#### Given data:
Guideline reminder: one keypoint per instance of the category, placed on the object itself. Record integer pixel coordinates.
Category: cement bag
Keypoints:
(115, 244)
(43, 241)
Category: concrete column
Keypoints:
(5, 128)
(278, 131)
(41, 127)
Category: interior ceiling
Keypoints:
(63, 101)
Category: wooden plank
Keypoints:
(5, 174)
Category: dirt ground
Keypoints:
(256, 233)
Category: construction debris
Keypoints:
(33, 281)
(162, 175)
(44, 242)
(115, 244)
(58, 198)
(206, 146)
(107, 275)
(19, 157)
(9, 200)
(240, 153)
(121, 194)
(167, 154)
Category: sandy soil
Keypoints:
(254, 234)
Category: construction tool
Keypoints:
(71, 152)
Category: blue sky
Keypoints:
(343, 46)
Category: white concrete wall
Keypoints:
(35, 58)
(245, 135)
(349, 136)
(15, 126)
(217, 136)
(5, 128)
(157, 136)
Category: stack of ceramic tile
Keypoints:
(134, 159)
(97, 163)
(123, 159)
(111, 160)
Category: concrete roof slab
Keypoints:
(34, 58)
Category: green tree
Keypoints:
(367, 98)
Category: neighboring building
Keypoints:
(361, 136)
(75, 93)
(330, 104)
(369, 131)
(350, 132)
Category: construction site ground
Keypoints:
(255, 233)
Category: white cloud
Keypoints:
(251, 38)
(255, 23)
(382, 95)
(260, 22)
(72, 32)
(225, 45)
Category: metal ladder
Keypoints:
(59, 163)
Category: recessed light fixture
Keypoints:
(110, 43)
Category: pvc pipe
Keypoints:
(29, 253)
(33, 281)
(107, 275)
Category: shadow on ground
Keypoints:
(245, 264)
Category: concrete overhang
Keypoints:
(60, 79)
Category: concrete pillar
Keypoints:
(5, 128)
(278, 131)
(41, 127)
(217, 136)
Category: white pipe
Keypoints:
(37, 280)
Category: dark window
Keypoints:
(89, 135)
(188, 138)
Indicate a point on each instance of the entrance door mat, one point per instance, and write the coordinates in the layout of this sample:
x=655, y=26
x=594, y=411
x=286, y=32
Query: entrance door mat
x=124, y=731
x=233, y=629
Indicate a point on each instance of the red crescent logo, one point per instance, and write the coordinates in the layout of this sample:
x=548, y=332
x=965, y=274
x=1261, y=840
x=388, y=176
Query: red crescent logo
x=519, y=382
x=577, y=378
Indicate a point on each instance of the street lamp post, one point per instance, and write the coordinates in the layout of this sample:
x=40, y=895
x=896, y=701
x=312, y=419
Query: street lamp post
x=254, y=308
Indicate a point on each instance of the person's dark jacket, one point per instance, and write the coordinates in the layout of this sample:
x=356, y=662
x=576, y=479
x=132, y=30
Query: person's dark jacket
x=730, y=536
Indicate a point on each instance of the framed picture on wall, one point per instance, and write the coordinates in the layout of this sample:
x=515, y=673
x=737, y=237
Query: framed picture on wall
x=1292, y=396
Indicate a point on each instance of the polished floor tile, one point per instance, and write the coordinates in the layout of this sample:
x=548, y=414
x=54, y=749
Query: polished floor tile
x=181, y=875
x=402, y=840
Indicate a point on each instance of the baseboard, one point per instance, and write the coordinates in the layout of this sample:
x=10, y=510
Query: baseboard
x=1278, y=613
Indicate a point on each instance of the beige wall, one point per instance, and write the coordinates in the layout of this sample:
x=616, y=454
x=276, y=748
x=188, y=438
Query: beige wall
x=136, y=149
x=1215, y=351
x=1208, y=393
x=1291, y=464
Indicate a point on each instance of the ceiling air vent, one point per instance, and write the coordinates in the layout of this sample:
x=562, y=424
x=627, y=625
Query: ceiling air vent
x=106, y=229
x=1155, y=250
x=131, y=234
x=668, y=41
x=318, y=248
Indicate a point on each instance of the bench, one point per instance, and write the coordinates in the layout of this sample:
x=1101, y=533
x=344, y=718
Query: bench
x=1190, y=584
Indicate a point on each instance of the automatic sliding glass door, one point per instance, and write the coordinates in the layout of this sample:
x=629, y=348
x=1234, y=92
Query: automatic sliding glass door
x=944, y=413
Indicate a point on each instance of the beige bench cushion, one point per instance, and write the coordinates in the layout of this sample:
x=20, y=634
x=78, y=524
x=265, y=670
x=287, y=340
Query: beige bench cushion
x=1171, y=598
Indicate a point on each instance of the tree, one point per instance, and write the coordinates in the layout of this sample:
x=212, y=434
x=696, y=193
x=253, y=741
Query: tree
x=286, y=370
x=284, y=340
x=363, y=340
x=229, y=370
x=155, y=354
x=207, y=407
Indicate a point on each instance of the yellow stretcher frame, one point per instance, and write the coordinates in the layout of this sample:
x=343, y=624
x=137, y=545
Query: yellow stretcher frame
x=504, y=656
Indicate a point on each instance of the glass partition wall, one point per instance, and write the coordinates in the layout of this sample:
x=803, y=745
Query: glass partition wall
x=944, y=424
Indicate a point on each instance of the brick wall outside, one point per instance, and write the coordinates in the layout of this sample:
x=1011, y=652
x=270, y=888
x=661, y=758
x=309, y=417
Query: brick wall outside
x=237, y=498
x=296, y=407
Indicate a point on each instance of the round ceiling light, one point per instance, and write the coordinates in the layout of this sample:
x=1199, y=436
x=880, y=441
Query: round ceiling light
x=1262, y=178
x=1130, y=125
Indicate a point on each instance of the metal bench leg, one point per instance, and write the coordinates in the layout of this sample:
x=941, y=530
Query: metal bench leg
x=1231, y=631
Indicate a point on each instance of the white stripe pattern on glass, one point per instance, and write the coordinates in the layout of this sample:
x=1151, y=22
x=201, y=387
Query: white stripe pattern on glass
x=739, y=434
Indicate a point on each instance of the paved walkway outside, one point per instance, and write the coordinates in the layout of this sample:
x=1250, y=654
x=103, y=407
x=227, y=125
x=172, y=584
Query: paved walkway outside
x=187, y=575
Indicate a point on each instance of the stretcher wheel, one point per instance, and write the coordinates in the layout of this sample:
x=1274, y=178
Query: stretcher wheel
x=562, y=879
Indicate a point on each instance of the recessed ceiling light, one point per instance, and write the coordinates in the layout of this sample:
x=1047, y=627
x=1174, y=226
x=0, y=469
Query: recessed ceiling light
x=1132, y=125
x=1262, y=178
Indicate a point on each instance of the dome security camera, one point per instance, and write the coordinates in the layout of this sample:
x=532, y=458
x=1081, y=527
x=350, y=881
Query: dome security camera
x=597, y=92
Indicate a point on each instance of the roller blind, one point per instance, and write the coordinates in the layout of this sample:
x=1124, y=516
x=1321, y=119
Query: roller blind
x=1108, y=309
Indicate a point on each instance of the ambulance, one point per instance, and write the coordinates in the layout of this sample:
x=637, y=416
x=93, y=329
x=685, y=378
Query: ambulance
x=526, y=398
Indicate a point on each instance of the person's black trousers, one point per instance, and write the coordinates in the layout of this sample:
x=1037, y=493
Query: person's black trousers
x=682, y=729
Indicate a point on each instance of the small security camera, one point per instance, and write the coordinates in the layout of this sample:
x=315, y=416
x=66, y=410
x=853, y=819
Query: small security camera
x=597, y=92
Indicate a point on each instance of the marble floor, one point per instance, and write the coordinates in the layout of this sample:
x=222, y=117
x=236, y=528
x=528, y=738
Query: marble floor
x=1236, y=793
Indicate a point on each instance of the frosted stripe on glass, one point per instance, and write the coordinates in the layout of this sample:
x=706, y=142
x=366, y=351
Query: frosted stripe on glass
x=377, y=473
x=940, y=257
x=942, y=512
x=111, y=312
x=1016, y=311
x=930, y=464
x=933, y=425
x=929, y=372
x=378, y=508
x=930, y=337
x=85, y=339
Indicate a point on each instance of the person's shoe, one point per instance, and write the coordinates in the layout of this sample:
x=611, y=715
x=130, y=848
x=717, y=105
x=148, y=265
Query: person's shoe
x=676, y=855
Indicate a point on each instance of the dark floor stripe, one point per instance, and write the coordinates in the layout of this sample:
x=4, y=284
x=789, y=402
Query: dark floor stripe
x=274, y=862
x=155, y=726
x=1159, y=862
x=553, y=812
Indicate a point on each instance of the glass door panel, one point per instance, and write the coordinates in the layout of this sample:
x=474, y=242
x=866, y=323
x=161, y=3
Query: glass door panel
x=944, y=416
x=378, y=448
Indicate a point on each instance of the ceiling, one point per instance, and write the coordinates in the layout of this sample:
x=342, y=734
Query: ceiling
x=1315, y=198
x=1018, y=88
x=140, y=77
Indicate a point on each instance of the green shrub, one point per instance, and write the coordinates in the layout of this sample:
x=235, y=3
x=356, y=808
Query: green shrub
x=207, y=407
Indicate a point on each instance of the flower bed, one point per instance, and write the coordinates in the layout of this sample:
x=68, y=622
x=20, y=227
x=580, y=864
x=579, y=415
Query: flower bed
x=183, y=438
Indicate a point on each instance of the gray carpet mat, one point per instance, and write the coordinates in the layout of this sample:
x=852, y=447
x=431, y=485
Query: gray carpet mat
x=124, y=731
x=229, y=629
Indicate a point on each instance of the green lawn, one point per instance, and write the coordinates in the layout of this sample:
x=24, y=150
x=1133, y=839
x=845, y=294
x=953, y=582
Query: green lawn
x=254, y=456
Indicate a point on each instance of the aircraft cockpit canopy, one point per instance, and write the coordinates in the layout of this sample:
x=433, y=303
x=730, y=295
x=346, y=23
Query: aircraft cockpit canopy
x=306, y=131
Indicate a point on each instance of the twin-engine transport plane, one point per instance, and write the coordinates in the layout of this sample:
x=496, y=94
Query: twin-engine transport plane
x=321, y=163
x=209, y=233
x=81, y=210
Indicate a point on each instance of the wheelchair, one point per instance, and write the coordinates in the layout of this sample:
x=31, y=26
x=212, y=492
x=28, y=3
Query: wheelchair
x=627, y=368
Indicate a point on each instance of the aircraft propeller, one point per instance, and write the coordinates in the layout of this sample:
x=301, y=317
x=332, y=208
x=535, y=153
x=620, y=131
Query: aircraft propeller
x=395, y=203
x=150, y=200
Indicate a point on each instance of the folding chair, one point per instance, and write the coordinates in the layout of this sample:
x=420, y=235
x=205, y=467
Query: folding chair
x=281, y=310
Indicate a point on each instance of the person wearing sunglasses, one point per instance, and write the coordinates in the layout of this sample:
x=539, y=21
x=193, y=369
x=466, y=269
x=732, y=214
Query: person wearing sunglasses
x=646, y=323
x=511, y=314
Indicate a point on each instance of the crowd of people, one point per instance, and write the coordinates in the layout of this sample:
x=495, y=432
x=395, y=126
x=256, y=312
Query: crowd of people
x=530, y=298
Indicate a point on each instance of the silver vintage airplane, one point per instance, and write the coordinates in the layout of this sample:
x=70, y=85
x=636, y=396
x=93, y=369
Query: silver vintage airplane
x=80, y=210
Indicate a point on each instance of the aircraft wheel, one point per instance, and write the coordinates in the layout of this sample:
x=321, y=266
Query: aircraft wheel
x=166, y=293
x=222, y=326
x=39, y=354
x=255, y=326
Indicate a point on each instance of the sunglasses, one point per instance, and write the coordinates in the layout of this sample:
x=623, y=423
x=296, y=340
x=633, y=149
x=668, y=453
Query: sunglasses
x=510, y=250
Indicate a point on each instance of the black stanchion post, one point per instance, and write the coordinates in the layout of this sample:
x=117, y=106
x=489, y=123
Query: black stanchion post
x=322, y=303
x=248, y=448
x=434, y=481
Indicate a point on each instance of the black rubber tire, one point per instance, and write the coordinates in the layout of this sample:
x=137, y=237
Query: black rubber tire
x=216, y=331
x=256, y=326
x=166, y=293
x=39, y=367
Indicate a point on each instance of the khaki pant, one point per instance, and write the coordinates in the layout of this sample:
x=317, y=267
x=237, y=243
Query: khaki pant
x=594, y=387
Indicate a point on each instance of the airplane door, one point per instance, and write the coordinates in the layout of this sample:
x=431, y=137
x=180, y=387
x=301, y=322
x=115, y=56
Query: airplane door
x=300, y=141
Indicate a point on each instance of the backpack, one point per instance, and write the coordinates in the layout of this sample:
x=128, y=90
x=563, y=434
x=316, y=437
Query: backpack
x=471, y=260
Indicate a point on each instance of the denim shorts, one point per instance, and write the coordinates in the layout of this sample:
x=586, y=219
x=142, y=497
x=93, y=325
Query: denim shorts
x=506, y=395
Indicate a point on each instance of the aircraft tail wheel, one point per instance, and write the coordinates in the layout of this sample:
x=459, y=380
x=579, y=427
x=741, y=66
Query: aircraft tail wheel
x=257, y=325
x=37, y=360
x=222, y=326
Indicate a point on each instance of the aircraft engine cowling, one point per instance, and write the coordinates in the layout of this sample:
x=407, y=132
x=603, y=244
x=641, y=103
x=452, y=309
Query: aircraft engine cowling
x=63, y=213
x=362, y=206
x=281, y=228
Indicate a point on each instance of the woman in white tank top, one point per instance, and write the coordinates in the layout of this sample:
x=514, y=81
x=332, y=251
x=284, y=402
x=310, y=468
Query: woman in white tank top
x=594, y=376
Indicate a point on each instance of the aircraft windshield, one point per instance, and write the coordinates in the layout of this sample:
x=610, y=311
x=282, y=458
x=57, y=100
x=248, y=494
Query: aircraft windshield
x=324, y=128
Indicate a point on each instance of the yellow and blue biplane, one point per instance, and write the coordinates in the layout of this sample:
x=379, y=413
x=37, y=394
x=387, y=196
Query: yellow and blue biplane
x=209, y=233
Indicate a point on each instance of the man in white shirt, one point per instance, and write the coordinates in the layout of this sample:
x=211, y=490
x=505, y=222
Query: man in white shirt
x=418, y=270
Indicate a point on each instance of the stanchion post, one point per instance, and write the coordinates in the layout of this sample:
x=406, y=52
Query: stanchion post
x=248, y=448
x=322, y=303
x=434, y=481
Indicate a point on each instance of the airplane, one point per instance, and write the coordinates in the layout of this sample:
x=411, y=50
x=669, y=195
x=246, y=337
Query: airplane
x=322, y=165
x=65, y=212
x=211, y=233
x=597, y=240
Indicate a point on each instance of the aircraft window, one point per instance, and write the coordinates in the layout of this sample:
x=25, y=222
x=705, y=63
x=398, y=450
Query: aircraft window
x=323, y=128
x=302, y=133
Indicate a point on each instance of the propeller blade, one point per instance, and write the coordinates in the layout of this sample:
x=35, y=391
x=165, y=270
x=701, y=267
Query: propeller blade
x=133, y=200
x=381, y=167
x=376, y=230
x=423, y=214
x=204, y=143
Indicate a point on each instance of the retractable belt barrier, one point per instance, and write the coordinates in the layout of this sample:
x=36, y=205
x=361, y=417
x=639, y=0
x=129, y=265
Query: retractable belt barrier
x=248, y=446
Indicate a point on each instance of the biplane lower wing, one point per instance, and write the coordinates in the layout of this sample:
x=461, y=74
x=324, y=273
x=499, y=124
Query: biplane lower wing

#### Task description:
Above are the records; repeat exactly the lines from the one holding "x=284, y=402" down to the one holding "x=37, y=394", end lines included.

#### Worked solution:
x=284, y=402
x=310, y=468
Query: woman in white tank top
x=594, y=376
Indicate a point on each instance of the aircraft windshield, one point per instance, and write the coordinates in the layout of this sample:
x=610, y=311
x=282, y=458
x=57, y=100
x=248, y=494
Query: aircraft windshield
x=324, y=128
Indicate a point on each instance of the yellow and blue biplane, one point per instance, and write the coordinates in the layout of this sample:
x=379, y=413
x=37, y=394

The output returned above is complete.